### TASK DETAILS:
Each line that contains "takes" needs to be copied from the listing.

RECORDS PROVIDED section start

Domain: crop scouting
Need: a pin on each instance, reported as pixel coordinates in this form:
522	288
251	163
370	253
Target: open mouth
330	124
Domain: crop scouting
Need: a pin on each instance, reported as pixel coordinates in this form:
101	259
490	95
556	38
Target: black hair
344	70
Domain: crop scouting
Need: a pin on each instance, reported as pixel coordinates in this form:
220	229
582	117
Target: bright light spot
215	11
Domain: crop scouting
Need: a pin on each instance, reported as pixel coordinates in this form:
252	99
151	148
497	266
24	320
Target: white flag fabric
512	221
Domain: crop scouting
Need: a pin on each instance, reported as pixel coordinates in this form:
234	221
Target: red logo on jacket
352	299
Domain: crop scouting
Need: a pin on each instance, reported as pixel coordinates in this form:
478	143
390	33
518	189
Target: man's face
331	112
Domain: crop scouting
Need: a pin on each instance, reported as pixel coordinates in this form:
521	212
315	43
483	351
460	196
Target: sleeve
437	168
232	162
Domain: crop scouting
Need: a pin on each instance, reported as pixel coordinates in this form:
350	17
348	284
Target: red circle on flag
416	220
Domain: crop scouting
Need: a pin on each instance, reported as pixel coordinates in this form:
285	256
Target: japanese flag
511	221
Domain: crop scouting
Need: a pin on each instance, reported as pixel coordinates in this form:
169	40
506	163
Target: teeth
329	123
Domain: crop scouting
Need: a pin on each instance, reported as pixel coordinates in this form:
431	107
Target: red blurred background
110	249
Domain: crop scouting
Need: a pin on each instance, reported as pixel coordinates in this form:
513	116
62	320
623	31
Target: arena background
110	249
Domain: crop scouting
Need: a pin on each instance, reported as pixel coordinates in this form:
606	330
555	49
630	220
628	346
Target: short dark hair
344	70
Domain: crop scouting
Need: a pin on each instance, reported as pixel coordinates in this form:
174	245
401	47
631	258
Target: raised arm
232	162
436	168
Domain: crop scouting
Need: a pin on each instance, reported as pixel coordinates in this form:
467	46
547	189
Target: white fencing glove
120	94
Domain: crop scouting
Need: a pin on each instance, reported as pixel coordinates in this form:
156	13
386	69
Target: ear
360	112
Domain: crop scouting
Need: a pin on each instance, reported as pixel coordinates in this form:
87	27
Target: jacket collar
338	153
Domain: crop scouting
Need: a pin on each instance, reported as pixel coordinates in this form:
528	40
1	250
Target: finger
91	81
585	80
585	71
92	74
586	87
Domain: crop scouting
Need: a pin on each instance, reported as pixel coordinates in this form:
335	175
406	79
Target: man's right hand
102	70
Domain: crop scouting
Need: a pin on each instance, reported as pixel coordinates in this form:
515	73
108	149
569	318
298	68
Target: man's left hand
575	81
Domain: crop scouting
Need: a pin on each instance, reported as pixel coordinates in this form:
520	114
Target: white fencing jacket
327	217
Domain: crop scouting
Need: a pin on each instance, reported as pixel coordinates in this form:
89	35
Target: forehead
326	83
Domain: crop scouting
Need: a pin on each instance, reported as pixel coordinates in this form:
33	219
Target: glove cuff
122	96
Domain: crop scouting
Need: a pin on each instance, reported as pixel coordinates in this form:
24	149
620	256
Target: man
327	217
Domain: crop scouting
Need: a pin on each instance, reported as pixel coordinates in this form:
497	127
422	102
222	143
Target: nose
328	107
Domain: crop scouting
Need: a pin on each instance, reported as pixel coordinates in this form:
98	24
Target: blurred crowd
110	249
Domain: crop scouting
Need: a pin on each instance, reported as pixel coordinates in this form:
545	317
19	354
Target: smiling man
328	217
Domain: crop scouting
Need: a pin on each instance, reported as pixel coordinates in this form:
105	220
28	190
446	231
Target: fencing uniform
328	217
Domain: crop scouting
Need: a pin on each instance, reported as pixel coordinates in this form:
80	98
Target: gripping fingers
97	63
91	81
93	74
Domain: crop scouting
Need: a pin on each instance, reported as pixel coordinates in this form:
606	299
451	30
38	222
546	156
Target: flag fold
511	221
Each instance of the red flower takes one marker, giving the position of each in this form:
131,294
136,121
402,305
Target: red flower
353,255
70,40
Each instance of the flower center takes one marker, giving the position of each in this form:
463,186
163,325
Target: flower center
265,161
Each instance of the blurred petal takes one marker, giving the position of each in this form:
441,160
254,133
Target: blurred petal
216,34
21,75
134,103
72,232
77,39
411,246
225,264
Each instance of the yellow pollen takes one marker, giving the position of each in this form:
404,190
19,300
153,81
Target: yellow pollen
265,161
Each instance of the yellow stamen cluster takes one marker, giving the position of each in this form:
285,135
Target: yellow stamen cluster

RECORDS PROVIDED section end

### EXPECTED ANSWER:
Each instance of the red flower takes one marker, giving the position of each in this form:
Each instance of the flower center takes one marker, giving the position of each in this form:
Each instance of the blurred petal takes one marker, giving the position of each in this form:
Each instance of the yellow pollen takes one marker, giving the position of each in this form:
Each instance of the yellow stamen cluster takes one marker, giving the position of each in this form:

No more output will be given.